Items listed in a dataset:
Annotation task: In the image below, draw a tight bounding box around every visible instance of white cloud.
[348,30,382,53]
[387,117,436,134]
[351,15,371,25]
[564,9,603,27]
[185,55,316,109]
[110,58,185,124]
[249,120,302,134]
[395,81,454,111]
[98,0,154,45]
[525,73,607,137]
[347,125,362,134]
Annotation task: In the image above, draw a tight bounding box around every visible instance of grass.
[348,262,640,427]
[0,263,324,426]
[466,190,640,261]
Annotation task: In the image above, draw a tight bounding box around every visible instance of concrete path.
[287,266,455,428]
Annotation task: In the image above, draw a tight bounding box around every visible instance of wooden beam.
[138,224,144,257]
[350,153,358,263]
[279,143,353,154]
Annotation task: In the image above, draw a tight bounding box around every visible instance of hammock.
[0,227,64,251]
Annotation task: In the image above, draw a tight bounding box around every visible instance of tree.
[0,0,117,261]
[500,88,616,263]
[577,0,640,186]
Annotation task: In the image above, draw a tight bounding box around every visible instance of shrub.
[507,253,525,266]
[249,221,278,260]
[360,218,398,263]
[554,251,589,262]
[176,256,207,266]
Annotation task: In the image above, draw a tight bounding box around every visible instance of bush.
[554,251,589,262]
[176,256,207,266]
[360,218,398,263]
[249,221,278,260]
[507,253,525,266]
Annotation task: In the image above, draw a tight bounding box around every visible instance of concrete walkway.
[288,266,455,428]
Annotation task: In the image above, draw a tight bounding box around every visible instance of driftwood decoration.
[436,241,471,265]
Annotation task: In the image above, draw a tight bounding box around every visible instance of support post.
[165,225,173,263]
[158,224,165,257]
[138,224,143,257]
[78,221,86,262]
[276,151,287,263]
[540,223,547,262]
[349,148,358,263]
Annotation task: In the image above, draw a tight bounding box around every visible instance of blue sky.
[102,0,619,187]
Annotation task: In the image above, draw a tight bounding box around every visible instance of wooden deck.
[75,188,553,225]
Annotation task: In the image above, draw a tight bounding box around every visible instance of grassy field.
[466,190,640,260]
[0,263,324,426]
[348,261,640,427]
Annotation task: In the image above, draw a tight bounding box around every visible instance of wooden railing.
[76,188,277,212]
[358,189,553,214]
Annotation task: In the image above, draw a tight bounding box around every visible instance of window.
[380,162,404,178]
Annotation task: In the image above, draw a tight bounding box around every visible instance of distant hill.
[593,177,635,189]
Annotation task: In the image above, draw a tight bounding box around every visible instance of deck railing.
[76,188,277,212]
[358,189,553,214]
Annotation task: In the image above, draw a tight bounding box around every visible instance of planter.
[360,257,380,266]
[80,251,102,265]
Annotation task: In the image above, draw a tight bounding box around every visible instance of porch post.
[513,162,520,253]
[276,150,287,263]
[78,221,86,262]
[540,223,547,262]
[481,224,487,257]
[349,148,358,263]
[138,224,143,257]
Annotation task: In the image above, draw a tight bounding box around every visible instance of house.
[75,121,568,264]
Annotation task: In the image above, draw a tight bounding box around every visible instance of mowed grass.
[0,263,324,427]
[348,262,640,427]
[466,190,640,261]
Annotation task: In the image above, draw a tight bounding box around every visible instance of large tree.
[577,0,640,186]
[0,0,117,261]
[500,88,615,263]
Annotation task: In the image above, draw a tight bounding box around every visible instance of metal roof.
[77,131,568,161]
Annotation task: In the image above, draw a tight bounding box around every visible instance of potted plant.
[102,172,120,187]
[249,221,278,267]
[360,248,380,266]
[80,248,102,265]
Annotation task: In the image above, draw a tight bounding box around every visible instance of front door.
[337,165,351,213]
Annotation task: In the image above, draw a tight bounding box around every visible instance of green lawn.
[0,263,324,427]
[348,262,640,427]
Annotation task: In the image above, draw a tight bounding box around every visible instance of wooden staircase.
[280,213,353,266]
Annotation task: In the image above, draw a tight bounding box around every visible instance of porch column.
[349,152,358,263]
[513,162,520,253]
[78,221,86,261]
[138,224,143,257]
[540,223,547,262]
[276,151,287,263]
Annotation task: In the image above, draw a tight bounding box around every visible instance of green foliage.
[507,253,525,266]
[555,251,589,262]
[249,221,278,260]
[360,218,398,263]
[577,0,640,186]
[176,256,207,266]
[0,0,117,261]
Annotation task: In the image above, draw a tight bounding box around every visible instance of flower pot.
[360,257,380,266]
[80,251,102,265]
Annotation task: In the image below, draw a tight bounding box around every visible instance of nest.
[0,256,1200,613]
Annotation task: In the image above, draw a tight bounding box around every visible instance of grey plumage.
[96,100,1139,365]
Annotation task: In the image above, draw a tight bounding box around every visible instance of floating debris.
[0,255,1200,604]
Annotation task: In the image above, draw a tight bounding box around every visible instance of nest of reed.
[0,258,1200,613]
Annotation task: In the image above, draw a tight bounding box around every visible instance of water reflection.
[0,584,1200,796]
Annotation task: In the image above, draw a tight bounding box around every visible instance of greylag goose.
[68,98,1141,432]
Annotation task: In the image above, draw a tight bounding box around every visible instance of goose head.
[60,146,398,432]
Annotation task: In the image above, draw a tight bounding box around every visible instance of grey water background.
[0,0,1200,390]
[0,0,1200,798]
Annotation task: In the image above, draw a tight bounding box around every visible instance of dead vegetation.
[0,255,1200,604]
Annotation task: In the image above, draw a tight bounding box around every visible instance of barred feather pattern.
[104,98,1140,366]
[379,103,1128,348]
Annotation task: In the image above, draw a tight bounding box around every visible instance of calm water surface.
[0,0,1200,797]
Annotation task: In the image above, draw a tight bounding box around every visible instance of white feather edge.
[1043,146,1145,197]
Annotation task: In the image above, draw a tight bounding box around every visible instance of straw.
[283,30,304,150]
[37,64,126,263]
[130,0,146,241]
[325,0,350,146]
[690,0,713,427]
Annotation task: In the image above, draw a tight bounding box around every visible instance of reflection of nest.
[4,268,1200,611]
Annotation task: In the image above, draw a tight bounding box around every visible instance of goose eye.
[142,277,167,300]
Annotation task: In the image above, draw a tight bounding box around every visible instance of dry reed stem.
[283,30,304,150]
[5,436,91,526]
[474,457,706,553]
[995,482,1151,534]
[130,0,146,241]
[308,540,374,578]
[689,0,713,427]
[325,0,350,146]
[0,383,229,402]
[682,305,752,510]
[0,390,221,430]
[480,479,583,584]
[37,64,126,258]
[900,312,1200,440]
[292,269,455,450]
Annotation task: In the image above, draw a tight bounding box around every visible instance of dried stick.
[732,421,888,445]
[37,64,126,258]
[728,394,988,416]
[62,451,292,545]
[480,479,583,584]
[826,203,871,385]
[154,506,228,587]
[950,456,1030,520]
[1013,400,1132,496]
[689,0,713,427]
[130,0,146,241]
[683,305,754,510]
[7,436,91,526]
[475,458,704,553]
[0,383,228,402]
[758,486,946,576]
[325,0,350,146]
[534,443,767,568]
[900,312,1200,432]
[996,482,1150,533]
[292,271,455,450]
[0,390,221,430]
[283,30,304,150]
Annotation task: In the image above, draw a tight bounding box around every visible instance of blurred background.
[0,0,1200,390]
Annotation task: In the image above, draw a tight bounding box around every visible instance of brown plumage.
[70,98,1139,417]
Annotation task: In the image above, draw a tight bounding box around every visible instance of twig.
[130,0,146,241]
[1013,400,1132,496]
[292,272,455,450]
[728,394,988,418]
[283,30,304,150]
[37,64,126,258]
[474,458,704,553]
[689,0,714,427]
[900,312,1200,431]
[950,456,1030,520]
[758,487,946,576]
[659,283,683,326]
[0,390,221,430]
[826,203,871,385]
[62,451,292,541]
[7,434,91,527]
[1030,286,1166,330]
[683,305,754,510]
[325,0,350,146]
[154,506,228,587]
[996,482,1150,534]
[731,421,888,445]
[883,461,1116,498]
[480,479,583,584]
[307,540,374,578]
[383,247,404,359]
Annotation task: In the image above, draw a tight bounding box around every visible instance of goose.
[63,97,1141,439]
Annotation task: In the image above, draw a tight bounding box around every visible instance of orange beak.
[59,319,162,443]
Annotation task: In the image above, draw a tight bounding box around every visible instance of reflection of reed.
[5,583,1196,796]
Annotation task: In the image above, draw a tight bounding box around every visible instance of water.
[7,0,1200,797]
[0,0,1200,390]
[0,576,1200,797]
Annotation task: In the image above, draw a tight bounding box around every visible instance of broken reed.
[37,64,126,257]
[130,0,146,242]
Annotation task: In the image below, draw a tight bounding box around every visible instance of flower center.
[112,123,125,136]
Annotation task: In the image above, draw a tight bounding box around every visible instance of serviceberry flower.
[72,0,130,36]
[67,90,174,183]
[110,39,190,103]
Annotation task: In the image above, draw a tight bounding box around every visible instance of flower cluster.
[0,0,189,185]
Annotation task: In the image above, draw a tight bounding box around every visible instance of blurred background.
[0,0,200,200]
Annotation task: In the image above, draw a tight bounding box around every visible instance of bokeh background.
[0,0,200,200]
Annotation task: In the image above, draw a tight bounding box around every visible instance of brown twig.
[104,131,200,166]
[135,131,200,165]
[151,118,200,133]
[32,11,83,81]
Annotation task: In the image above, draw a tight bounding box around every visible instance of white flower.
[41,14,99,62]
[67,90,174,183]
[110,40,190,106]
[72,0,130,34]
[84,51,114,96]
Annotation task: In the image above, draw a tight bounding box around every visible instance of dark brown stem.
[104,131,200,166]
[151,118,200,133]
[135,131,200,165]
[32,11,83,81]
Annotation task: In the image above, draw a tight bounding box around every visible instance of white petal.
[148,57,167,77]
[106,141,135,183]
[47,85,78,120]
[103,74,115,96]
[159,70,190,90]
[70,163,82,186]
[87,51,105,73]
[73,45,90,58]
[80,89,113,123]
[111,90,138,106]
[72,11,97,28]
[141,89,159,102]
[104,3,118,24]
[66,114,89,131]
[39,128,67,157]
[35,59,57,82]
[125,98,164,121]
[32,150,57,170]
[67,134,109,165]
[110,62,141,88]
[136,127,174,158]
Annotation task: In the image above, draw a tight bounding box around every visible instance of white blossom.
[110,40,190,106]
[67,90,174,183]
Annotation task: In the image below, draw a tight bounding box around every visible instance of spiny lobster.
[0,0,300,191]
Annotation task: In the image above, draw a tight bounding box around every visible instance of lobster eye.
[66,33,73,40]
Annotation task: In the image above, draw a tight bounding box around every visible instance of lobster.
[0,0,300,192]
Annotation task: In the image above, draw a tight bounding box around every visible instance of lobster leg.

What to do: Edit the data from the line with "of concrete walkway." up to and including the line with "[288,266,455,428]" so that "concrete walkway" reads "stone walkway", and give back only those lines with everything else kept the same.

Solution:
Annotation task: In the image above, draw a tight bounding box around every visible instance of stone walkway.
[288,266,455,428]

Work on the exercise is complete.